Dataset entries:
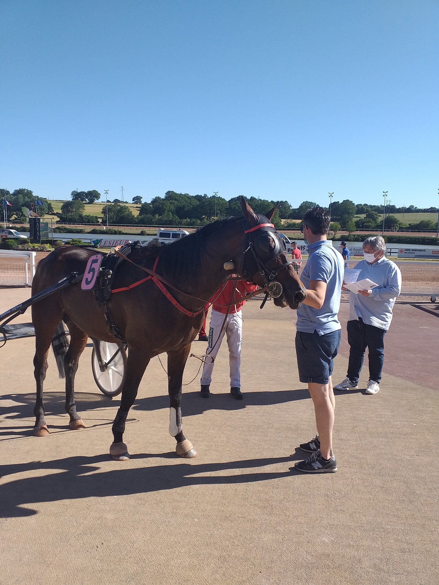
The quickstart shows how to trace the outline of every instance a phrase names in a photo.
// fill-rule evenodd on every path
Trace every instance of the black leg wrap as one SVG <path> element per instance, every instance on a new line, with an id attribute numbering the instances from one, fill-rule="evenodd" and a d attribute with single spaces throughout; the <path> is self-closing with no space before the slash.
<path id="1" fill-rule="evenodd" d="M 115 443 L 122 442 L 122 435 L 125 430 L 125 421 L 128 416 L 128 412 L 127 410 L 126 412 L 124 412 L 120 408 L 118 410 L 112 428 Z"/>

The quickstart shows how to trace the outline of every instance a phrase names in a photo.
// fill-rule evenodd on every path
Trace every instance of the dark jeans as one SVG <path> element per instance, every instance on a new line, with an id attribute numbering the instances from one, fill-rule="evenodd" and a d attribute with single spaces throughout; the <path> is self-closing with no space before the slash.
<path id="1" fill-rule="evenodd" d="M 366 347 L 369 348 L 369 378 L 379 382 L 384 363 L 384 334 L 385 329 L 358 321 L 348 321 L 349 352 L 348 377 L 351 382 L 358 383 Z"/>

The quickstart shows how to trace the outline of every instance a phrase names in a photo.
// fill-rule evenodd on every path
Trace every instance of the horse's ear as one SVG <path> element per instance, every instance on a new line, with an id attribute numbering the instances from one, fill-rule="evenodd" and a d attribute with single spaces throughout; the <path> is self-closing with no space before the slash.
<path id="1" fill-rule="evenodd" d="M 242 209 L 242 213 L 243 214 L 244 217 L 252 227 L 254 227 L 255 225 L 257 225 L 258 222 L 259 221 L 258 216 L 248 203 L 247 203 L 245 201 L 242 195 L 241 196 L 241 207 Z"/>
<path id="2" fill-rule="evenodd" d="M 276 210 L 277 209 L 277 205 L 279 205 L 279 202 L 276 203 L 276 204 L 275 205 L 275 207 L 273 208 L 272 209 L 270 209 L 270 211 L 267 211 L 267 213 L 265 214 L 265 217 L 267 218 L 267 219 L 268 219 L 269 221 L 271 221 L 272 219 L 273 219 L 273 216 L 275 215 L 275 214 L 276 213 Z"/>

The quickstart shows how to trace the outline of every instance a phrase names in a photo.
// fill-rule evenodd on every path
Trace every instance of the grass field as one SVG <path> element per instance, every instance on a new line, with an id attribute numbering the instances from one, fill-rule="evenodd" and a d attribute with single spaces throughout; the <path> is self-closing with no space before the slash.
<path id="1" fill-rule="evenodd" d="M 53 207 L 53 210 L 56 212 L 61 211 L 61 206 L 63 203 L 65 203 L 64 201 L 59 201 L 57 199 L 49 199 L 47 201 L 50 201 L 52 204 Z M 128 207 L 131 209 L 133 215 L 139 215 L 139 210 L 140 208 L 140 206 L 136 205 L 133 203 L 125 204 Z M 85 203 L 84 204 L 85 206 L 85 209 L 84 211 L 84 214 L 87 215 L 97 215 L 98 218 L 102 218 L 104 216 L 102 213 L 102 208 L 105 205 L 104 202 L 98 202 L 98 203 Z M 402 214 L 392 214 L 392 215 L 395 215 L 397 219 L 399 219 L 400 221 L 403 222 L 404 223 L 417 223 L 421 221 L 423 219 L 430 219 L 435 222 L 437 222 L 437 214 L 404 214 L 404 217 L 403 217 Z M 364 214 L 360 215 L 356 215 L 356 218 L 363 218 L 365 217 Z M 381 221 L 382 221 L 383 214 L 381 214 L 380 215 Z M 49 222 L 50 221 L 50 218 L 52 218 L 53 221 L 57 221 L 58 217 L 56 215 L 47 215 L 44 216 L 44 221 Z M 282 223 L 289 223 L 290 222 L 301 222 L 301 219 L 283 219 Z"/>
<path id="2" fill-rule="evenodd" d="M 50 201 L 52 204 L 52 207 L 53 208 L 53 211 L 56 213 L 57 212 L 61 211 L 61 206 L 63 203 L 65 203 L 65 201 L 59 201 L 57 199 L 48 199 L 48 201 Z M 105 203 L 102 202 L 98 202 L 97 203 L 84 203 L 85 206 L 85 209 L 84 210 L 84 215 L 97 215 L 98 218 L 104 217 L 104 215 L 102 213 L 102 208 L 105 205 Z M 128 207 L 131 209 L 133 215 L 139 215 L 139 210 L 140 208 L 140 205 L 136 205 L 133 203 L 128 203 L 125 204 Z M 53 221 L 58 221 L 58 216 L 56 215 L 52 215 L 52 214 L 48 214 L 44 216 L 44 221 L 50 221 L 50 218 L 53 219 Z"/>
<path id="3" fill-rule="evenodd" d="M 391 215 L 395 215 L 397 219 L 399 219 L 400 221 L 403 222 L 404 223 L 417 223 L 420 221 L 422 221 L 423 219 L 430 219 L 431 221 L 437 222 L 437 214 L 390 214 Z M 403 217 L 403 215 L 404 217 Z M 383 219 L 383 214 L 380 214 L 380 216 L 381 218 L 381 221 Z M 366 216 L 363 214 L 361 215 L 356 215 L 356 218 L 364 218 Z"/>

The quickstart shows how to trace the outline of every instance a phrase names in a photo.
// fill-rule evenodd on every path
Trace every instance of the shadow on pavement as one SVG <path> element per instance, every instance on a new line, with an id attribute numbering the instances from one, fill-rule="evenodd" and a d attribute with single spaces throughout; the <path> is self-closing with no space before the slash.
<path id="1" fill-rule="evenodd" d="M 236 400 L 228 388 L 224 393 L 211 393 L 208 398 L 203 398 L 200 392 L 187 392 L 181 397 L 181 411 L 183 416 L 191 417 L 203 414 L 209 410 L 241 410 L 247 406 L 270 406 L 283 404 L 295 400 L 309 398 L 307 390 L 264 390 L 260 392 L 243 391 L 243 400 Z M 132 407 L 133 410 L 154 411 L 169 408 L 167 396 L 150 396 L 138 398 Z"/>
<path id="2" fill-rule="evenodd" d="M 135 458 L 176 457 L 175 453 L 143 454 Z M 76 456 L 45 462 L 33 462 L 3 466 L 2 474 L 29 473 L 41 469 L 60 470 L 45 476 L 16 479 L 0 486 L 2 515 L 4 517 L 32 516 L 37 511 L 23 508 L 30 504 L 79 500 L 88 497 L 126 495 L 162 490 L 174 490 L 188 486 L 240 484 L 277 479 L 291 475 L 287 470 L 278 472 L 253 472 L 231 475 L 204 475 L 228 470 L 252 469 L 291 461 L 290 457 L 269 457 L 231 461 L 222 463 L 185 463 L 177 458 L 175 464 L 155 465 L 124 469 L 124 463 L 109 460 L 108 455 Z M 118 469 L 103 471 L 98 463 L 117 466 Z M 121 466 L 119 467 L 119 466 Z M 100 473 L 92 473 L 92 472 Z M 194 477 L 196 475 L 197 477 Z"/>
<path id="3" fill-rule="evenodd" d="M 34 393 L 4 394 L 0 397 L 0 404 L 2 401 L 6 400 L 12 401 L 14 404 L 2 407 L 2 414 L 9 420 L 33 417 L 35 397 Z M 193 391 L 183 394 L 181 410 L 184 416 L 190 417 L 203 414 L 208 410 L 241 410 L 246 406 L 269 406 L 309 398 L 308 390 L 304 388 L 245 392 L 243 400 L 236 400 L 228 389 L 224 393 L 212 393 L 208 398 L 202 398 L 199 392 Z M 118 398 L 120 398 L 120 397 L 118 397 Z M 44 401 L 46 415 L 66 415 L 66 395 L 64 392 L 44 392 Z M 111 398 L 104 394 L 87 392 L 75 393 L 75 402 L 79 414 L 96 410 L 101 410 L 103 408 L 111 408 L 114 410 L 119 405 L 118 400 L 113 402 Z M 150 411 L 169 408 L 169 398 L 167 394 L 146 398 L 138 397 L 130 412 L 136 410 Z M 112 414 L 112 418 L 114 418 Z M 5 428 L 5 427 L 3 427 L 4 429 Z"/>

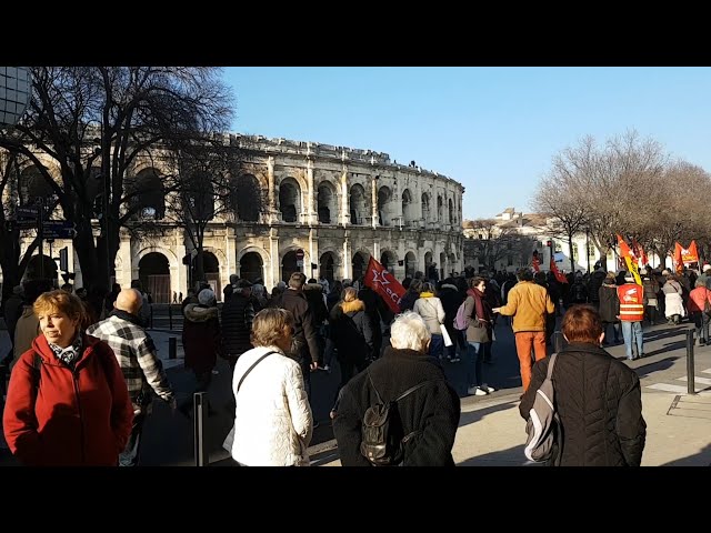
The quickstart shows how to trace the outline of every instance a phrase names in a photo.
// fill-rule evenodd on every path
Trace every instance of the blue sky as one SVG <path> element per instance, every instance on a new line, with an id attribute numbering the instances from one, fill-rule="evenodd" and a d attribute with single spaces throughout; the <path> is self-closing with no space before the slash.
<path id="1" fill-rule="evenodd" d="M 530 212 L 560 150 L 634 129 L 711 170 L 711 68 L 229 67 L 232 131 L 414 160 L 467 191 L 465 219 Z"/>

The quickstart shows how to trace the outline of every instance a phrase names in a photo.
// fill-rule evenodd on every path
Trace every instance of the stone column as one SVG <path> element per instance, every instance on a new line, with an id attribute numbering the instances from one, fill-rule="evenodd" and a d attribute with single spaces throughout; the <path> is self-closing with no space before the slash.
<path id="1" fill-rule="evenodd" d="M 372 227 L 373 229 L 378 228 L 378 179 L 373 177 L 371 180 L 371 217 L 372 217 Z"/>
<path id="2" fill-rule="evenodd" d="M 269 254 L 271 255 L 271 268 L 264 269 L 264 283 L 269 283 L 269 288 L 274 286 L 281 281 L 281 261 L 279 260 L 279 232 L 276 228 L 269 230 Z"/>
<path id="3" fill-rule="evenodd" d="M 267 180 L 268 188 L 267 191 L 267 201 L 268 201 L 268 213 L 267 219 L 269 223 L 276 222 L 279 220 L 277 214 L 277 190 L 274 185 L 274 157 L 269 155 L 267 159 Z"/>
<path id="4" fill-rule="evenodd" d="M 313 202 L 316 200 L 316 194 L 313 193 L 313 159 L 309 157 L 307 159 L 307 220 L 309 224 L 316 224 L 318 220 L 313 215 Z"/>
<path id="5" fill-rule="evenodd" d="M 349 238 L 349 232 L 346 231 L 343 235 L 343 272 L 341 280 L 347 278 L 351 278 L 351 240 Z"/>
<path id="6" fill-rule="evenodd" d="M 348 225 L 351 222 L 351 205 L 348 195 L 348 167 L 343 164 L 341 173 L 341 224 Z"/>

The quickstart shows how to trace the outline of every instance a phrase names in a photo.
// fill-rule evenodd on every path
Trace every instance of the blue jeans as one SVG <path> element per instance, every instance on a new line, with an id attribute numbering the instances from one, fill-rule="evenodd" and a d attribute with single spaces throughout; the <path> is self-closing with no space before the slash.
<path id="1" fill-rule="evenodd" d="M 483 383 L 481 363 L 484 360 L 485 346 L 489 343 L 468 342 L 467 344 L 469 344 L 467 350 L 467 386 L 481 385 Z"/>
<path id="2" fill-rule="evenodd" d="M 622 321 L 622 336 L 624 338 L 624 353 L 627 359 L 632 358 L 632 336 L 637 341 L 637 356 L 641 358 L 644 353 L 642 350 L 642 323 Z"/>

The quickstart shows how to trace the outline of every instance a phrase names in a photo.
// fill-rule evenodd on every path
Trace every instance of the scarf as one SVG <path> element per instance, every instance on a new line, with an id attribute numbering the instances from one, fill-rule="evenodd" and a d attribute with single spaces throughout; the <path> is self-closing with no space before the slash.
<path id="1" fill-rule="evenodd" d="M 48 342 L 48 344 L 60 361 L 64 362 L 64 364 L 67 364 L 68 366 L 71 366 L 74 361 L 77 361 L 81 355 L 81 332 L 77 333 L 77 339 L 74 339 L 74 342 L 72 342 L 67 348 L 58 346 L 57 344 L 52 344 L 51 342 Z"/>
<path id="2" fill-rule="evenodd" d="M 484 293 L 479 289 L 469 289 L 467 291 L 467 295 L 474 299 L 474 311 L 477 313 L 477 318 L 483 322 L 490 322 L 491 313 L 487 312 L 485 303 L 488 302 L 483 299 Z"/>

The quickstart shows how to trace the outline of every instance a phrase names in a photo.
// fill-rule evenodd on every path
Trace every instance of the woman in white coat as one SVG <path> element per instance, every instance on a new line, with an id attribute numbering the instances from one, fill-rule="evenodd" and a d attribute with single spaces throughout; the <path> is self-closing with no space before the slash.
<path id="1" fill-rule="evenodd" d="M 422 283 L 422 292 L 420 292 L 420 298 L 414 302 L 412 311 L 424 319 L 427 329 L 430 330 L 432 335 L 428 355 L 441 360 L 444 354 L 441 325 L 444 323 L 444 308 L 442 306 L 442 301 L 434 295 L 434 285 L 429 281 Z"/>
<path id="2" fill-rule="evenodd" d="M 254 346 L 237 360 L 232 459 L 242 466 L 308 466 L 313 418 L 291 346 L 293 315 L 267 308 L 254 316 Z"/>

> [EXERCISE REQUIREMENTS] Pull out each line of the material above that contains the word "jeans". List those lines one per line.

> [ANSWER TO THE EXERCISE]
Trace every instance of the dark jeans as one SVG <path> element per instance, every instance on a new line, with an id attribute numbering the instances from one, fill-rule="evenodd" and a d attribute with single spaces throughout; the <path> is self-closing with no space before the slash.
Trace every instance of the blue jeans as one SVG <path> element per instance, every instance on a new line, with an id attribute numbering the instances from one, fill-rule="evenodd" and a d attribute with single spaces throughout; the <path> is self-closing with no space before the slash.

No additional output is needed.